◆ **GIVEN TASK**
Begin at the line containing "If you could drop a marker on the rear windshield" and give again every line to the end of the records, exactly, without the pictures.

Pointing and labeling entries:
○ ○ ○

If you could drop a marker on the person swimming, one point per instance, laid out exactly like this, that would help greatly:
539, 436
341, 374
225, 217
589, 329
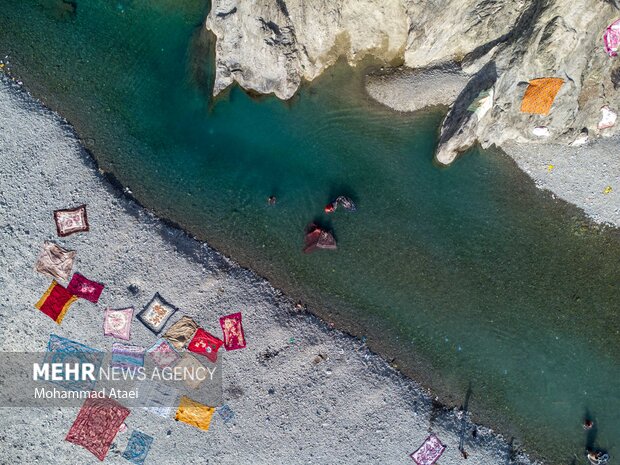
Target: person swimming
597, 457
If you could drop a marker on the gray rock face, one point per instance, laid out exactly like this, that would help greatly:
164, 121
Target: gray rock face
270, 46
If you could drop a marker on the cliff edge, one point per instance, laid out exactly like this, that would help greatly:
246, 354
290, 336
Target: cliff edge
495, 46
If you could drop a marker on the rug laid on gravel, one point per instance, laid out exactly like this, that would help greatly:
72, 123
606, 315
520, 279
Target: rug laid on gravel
429, 452
127, 356
206, 344
234, 338
138, 447
181, 332
163, 354
96, 425
156, 313
55, 261
55, 302
117, 323
540, 94
62, 350
194, 413
84, 288
71, 221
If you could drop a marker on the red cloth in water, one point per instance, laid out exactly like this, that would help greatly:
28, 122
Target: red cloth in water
206, 344
234, 338
429, 452
55, 302
85, 288
96, 425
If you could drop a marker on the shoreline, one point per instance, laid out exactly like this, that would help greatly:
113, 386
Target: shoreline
578, 175
218, 268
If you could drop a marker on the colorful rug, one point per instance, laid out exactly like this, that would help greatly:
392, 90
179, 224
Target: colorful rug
194, 413
138, 447
234, 338
96, 425
71, 221
540, 94
55, 261
429, 452
192, 369
181, 332
55, 302
62, 350
127, 356
156, 313
117, 323
84, 288
163, 354
206, 344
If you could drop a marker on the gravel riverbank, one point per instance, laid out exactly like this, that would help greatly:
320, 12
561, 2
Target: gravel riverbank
581, 175
348, 407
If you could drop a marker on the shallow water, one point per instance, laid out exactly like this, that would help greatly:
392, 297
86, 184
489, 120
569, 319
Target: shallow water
466, 276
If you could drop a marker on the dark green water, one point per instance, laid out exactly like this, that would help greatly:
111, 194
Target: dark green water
463, 275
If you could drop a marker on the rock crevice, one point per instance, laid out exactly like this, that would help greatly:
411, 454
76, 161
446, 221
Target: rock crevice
271, 46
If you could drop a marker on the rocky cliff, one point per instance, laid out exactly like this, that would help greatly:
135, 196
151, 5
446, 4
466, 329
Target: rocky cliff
270, 46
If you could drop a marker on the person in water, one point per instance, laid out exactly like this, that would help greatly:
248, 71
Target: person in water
597, 457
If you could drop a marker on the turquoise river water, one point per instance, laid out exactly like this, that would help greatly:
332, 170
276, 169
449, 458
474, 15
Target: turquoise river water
464, 276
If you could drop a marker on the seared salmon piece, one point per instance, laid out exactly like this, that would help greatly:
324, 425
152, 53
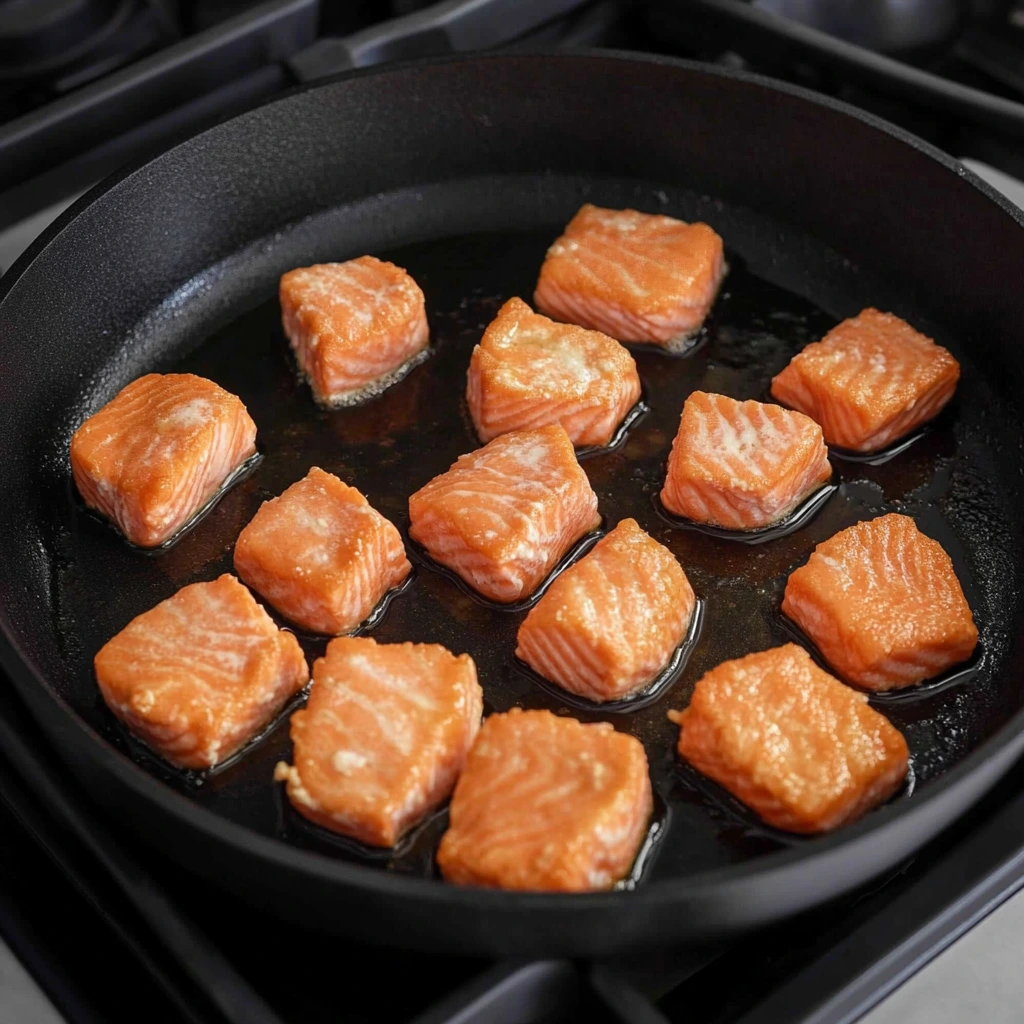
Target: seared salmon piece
383, 737
869, 381
742, 465
356, 328
528, 371
547, 803
321, 554
504, 515
882, 602
201, 674
801, 750
636, 276
157, 454
610, 623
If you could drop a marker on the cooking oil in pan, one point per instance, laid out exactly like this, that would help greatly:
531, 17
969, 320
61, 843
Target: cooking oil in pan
948, 479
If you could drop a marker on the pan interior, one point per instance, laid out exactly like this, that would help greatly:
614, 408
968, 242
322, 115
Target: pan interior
471, 245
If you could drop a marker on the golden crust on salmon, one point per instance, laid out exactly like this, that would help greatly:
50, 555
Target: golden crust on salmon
201, 674
636, 276
504, 515
383, 737
742, 465
870, 380
157, 454
527, 371
355, 328
321, 554
547, 803
804, 752
882, 602
610, 623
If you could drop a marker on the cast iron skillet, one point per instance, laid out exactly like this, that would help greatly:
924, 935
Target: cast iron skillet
464, 170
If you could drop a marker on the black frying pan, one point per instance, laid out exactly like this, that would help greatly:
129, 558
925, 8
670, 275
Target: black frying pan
464, 170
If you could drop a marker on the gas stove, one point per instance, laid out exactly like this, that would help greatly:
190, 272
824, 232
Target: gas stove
107, 925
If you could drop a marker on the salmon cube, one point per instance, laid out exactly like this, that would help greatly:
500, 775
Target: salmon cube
198, 676
801, 750
742, 465
383, 737
155, 456
547, 803
504, 515
528, 371
356, 328
609, 624
882, 602
869, 381
321, 554
634, 275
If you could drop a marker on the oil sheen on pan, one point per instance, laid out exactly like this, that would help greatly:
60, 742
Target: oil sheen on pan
393, 444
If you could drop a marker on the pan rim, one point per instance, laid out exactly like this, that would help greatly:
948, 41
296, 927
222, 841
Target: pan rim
772, 867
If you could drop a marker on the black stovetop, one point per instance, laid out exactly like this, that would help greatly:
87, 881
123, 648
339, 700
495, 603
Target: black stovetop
113, 932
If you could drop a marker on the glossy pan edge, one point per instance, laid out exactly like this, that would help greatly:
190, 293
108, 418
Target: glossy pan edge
343, 897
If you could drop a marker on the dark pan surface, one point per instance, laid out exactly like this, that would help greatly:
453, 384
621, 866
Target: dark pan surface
464, 171
393, 444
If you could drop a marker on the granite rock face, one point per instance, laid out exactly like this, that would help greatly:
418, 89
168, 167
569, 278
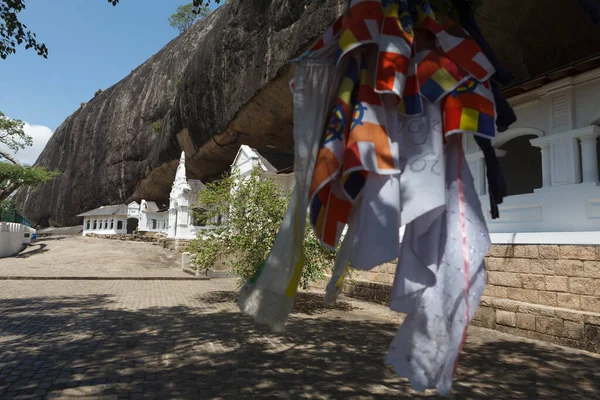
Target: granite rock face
224, 82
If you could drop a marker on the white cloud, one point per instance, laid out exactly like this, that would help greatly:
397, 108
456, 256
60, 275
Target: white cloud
40, 134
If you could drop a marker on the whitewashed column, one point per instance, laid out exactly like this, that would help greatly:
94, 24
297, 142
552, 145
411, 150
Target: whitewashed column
589, 157
546, 166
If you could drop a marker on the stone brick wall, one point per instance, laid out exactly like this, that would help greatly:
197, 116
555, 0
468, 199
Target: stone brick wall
542, 292
556, 276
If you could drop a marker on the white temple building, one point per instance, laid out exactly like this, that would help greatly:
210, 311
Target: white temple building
550, 161
176, 219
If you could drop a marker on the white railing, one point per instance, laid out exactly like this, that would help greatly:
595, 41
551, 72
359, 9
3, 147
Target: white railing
13, 238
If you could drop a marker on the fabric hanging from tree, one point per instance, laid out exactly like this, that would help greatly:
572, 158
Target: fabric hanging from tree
381, 102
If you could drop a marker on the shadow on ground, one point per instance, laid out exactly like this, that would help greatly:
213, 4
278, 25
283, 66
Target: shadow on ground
32, 250
306, 303
213, 351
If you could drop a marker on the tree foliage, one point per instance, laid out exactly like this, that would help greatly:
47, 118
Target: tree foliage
186, 15
14, 33
254, 209
13, 175
12, 134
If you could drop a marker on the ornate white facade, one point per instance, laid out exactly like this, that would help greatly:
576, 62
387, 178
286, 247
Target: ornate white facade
550, 157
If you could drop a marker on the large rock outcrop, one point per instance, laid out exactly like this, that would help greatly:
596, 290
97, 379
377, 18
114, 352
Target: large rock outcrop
225, 82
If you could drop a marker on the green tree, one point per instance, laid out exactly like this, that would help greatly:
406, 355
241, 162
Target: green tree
186, 15
13, 175
12, 136
254, 208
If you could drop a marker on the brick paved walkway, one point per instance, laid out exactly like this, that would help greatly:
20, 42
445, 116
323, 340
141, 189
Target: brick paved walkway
186, 339
76, 256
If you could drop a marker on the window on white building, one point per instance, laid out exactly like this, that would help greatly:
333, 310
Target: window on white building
522, 165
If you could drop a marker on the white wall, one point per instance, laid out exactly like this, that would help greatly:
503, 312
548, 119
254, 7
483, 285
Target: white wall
146, 218
103, 225
13, 238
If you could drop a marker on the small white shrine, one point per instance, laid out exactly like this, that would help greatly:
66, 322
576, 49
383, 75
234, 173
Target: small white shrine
176, 218
183, 197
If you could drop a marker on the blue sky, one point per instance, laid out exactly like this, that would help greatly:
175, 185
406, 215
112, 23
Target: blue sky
91, 45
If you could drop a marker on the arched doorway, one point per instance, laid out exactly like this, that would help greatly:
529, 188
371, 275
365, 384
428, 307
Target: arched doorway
132, 224
522, 165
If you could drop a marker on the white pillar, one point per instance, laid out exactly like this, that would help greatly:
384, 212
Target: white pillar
546, 168
589, 158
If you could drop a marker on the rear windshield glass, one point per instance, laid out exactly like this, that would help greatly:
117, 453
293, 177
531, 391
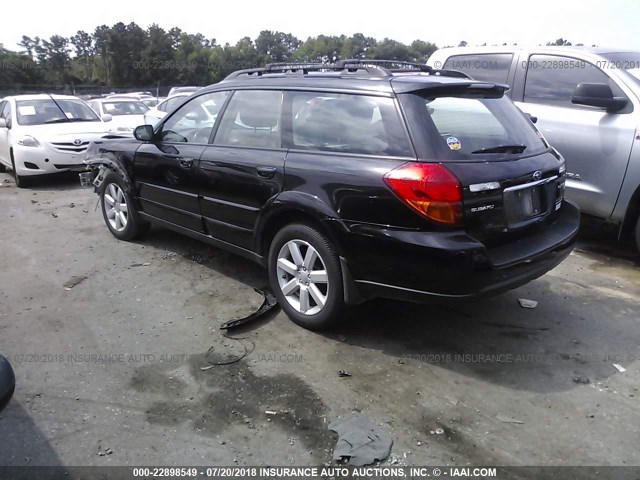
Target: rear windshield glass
125, 108
345, 123
472, 125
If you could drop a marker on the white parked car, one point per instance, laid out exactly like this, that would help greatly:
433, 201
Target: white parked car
126, 113
154, 115
41, 134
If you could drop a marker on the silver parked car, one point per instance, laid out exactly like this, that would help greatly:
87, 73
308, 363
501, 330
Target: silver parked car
587, 105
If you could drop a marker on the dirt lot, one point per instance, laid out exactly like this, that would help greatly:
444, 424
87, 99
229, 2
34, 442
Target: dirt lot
109, 370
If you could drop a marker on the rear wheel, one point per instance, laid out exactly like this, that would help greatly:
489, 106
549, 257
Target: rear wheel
118, 210
305, 275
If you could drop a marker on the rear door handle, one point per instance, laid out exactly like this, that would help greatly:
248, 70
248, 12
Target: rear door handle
266, 172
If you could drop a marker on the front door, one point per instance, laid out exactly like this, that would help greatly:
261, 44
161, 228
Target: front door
166, 168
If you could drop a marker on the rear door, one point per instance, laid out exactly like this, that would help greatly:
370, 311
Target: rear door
166, 170
595, 144
243, 169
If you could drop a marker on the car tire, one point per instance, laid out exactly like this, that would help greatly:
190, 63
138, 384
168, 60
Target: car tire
21, 180
306, 278
119, 211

○ ○ ○

◆ **EXPECTED ANSWER**
If you could drop a marker on the rear windshield glass, one point per instance, laid out exactly like this, that would help greatly:
117, 453
293, 177
531, 391
Target: rear windshield glass
125, 108
345, 123
472, 125
If you could drop a marker on the white parked car, one point per instance, laid out exactly like this, that would help greatly:
433, 201
Target: white parked car
126, 113
154, 115
41, 134
If you could drop a marker on the silver parked car, one point per instance, laid out exactly like this, that would help greatly:
87, 73
308, 363
501, 330
Target: silver parked car
587, 105
If you could drop a marker on the dirt lot, one point per instance, laid out exactly like this, that would help greatly:
444, 424
87, 99
229, 2
34, 442
Target: dirt lot
109, 370
If you could drop a marker on the rear wheel, one point per instance, laid out exactly like this, that would help greatly:
489, 106
549, 257
Target: rear wheel
118, 210
305, 275
If you could drop a marker on the rear door handle, one point per instance, laid out exactly like this, that would help greatly:
248, 70
248, 12
Target: rear door handle
266, 172
If you could drop a marker on the front door, one point per instance, laid out exactly like this, that would help greatly:
261, 44
161, 228
Target: front door
166, 168
If you could drop a marker on the rear door, one point per instance, laid out exactly like this, that would help greatly:
370, 311
Target: rear door
166, 170
595, 144
243, 169
If you could drop a marker on the car tire, one point per instance, laid out exactly like this, that would help greatly:
190, 63
138, 384
168, 60
Target: car tire
21, 180
306, 278
119, 211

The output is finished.